— Records —
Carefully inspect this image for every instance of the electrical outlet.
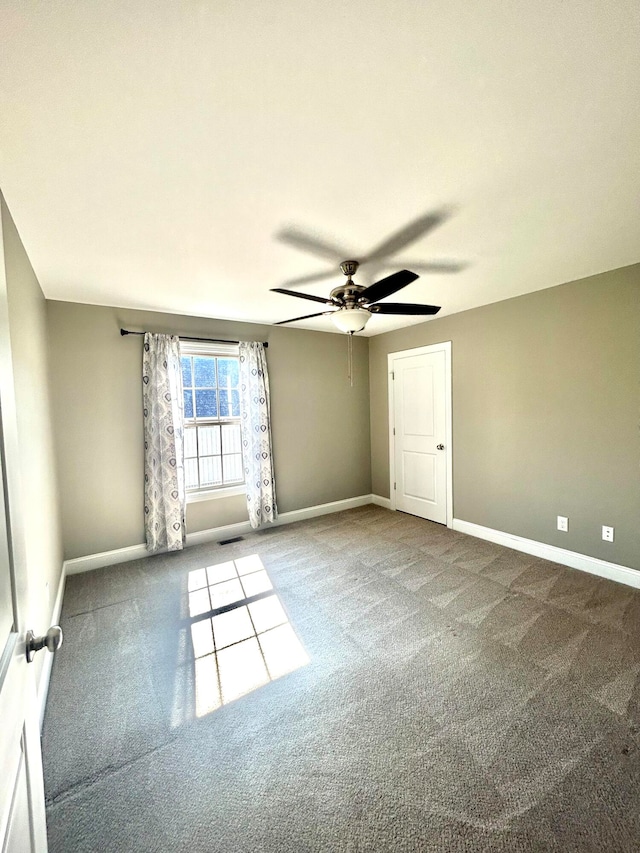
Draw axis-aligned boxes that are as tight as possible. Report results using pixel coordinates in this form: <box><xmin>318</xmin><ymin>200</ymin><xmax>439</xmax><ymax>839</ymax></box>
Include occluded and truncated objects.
<box><xmin>602</xmin><ymin>525</ymin><xmax>613</xmax><ymax>542</ymax></box>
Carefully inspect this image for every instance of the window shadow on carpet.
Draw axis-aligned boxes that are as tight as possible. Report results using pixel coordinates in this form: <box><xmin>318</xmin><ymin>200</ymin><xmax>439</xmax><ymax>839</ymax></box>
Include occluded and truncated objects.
<box><xmin>182</xmin><ymin>554</ymin><xmax>309</xmax><ymax>717</ymax></box>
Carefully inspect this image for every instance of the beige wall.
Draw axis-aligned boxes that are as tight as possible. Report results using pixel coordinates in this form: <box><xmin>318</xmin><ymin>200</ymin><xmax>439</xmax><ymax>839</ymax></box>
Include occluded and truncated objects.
<box><xmin>47</xmin><ymin>301</ymin><xmax>371</xmax><ymax>559</ymax></box>
<box><xmin>370</xmin><ymin>265</ymin><xmax>640</xmax><ymax>569</ymax></box>
<box><xmin>0</xmin><ymin>195</ymin><xmax>62</xmax><ymax>668</ymax></box>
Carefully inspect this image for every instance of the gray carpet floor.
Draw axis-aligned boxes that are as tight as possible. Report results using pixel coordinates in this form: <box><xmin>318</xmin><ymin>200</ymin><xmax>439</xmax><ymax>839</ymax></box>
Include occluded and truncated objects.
<box><xmin>43</xmin><ymin>506</ymin><xmax>640</xmax><ymax>853</ymax></box>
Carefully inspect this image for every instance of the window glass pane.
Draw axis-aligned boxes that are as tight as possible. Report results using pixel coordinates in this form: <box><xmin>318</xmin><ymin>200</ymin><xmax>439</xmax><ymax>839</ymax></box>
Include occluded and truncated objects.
<box><xmin>184</xmin><ymin>427</ymin><xmax>198</xmax><ymax>458</ymax></box>
<box><xmin>200</xmin><ymin>456</ymin><xmax>222</xmax><ymax>488</ymax></box>
<box><xmin>180</xmin><ymin>355</ymin><xmax>193</xmax><ymax>388</ymax></box>
<box><xmin>184</xmin><ymin>459</ymin><xmax>199</xmax><ymax>489</ymax></box>
<box><xmin>198</xmin><ymin>426</ymin><xmax>220</xmax><ymax>456</ymax></box>
<box><xmin>220</xmin><ymin>389</ymin><xmax>240</xmax><ymax>418</ymax></box>
<box><xmin>184</xmin><ymin>391</ymin><xmax>193</xmax><ymax>418</ymax></box>
<box><xmin>222</xmin><ymin>453</ymin><xmax>242</xmax><ymax>483</ymax></box>
<box><xmin>218</xmin><ymin>424</ymin><xmax>242</xmax><ymax>453</ymax></box>
<box><xmin>195</xmin><ymin>388</ymin><xmax>218</xmax><ymax>418</ymax></box>
<box><xmin>193</xmin><ymin>356</ymin><xmax>216</xmax><ymax>388</ymax></box>
<box><xmin>218</xmin><ymin>358</ymin><xmax>240</xmax><ymax>388</ymax></box>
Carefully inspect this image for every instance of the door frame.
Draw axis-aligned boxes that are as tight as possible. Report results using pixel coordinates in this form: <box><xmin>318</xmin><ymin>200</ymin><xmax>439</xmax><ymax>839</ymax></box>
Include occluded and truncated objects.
<box><xmin>387</xmin><ymin>341</ymin><xmax>453</xmax><ymax>528</ymax></box>
<box><xmin>0</xmin><ymin>198</ymin><xmax>47</xmax><ymax>853</ymax></box>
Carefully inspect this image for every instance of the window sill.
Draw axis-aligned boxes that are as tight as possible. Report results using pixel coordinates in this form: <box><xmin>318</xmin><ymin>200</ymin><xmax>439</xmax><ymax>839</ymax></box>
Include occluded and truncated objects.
<box><xmin>187</xmin><ymin>483</ymin><xmax>246</xmax><ymax>504</ymax></box>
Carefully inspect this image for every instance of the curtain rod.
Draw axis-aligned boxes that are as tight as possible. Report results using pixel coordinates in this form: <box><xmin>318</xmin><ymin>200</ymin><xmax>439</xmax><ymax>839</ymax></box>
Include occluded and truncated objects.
<box><xmin>120</xmin><ymin>329</ymin><xmax>269</xmax><ymax>349</ymax></box>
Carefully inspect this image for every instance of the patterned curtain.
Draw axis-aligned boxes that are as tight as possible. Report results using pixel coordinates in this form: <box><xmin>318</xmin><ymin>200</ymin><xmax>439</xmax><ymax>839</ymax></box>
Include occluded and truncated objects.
<box><xmin>142</xmin><ymin>332</ymin><xmax>186</xmax><ymax>551</ymax></box>
<box><xmin>240</xmin><ymin>341</ymin><xmax>278</xmax><ymax>527</ymax></box>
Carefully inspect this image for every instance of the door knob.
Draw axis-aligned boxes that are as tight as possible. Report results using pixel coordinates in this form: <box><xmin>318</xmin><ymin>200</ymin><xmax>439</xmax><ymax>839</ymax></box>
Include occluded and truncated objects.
<box><xmin>25</xmin><ymin>625</ymin><xmax>62</xmax><ymax>663</ymax></box>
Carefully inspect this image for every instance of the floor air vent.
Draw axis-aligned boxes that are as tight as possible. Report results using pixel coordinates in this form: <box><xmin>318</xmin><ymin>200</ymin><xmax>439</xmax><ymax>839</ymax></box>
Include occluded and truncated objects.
<box><xmin>218</xmin><ymin>536</ymin><xmax>244</xmax><ymax>545</ymax></box>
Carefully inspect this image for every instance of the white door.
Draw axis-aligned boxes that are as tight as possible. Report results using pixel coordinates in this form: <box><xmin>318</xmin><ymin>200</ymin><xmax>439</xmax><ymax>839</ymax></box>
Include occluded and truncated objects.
<box><xmin>389</xmin><ymin>346</ymin><xmax>451</xmax><ymax>524</ymax></box>
<box><xmin>0</xmin><ymin>238</ymin><xmax>48</xmax><ymax>853</ymax></box>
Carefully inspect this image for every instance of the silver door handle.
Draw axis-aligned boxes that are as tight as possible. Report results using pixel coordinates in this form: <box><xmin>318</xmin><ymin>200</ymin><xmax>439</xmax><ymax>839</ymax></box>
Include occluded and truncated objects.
<box><xmin>25</xmin><ymin>625</ymin><xmax>62</xmax><ymax>663</ymax></box>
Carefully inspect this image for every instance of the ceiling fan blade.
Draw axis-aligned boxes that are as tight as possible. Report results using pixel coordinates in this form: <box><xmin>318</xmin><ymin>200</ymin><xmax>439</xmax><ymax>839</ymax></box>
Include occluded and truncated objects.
<box><xmin>360</xmin><ymin>270</ymin><xmax>420</xmax><ymax>302</ymax></box>
<box><xmin>273</xmin><ymin>311</ymin><xmax>333</xmax><ymax>326</ymax></box>
<box><xmin>377</xmin><ymin>260</ymin><xmax>469</xmax><ymax>273</ymax></box>
<box><xmin>285</xmin><ymin>272</ymin><xmax>338</xmax><ymax>286</ymax></box>
<box><xmin>369</xmin><ymin>302</ymin><xmax>440</xmax><ymax>314</ymax></box>
<box><xmin>271</xmin><ymin>287</ymin><xmax>332</xmax><ymax>305</ymax></box>
<box><xmin>361</xmin><ymin>208</ymin><xmax>451</xmax><ymax>264</ymax></box>
<box><xmin>276</xmin><ymin>228</ymin><xmax>351</xmax><ymax>261</ymax></box>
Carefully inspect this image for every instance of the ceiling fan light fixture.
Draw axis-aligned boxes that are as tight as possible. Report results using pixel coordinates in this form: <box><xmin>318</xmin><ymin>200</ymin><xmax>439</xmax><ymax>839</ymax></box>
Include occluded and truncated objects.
<box><xmin>331</xmin><ymin>308</ymin><xmax>371</xmax><ymax>334</ymax></box>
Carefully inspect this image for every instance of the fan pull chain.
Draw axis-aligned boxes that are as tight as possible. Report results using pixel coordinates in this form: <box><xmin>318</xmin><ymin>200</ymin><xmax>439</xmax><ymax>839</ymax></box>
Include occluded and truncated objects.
<box><xmin>347</xmin><ymin>332</ymin><xmax>353</xmax><ymax>388</ymax></box>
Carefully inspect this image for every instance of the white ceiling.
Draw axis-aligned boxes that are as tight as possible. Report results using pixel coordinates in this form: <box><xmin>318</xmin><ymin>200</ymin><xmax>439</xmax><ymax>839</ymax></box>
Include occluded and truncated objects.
<box><xmin>0</xmin><ymin>0</ymin><xmax>640</xmax><ymax>334</ymax></box>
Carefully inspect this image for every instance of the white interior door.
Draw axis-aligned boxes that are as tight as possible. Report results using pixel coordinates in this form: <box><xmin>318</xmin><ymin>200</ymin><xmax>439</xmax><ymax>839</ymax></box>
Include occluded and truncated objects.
<box><xmin>0</xmin><ymin>232</ymin><xmax>47</xmax><ymax>853</ymax></box>
<box><xmin>389</xmin><ymin>347</ymin><xmax>451</xmax><ymax>524</ymax></box>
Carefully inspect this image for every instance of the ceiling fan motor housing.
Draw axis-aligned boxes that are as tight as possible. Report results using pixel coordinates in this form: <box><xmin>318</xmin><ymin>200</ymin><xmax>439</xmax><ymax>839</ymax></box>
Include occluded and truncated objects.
<box><xmin>331</xmin><ymin>280</ymin><xmax>365</xmax><ymax>308</ymax></box>
<box><xmin>340</xmin><ymin>261</ymin><xmax>360</xmax><ymax>278</ymax></box>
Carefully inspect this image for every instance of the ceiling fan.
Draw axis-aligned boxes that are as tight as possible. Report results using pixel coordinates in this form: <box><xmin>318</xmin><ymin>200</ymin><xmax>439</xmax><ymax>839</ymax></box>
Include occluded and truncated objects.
<box><xmin>271</xmin><ymin>261</ymin><xmax>440</xmax><ymax>335</ymax></box>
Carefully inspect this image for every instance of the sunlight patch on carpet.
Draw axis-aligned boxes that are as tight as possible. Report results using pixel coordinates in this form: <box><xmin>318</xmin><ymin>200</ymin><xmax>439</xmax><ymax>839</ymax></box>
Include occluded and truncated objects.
<box><xmin>187</xmin><ymin>554</ymin><xmax>309</xmax><ymax>717</ymax></box>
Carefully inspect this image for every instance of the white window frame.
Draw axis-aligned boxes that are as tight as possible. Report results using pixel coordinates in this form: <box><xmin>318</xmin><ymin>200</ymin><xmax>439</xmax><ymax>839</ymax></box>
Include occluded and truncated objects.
<box><xmin>180</xmin><ymin>341</ymin><xmax>246</xmax><ymax>504</ymax></box>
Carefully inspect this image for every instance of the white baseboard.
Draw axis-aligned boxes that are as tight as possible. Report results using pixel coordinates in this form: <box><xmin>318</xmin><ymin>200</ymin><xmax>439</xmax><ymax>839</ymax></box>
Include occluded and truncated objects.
<box><xmin>64</xmin><ymin>495</ymin><xmax>380</xmax><ymax>575</ymax></box>
<box><xmin>453</xmin><ymin>518</ymin><xmax>640</xmax><ymax>589</ymax></box>
<box><xmin>37</xmin><ymin>563</ymin><xmax>67</xmax><ymax>731</ymax></box>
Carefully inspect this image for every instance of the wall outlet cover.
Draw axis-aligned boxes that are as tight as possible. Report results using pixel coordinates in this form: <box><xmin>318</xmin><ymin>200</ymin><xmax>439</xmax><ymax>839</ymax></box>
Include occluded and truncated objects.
<box><xmin>602</xmin><ymin>524</ymin><xmax>614</xmax><ymax>542</ymax></box>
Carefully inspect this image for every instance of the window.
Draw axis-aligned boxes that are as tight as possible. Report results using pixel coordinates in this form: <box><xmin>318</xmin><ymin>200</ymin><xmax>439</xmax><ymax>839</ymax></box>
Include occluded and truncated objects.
<box><xmin>180</xmin><ymin>343</ymin><xmax>244</xmax><ymax>496</ymax></box>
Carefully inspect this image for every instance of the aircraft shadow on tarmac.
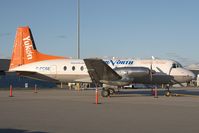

— Exercise —
Switch "tight" for "snug" in everything from the line "Carefully inspect this image for every instance of the window." down through the end of the records, both ends included, and give those lines back otherwise unchanged. Leave the pictures out.

— Exercise response —
Carefully inspect this image for every instance of the window.
Draw axis-aligned boxes that are as snug as possible. Report results using pixel coordinates in this form: <box><xmin>318</xmin><ymin>200</ymin><xmax>439</xmax><ymax>839</ymax></box>
Include occluded and truncated objects.
<box><xmin>180</xmin><ymin>343</ymin><xmax>244</xmax><ymax>496</ymax></box>
Carefully inspect this image for every instance of the aircraft shadow on tarmac.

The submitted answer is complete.